Your instructions — Everything from the line that contains "Expected: for every instance of the sky, one" to the end of the listing below, both ends included, is to be transcribed word for word, and nothing else.

····················

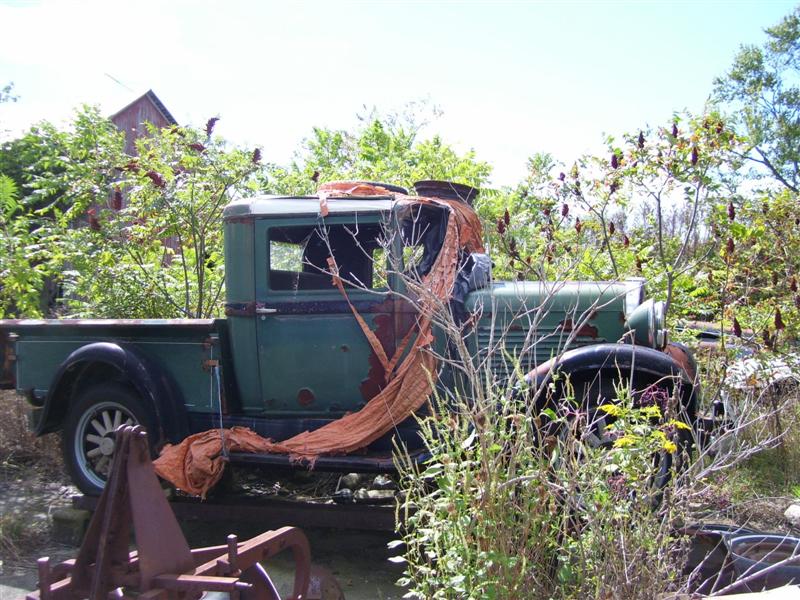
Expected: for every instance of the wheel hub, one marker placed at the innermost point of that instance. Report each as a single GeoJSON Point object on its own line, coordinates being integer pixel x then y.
{"type": "Point", "coordinates": [107, 446]}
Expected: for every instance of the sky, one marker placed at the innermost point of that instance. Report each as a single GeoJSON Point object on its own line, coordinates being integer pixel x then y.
{"type": "Point", "coordinates": [510, 78]}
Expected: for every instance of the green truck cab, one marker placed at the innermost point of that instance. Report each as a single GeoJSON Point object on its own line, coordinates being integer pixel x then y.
{"type": "Point", "coordinates": [289, 355]}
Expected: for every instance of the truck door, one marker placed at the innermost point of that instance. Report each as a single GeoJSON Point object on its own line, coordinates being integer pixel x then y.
{"type": "Point", "coordinates": [314, 358]}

····················

Solution to the exercise —
Expected: for every instance of the sky, one marker placed at the innermost point of that instance. Report each as a single GeoJSON Point object on its own line, coordinates being integer pixel x then y.
{"type": "Point", "coordinates": [510, 78]}
Expected: for every instance of the green truck cab, one marker placed at the innermost point of that instance. Report each as a single GeoJSON Point object on its own line, coordinates being integer pixel x then y.
{"type": "Point", "coordinates": [289, 355]}
Expected: for every instance of the truck door, one marker placed at the innermost point of that instance. Report each as a single GeoJSON Point object on its own line, coordinates being integer pixel x then y.
{"type": "Point", "coordinates": [314, 358]}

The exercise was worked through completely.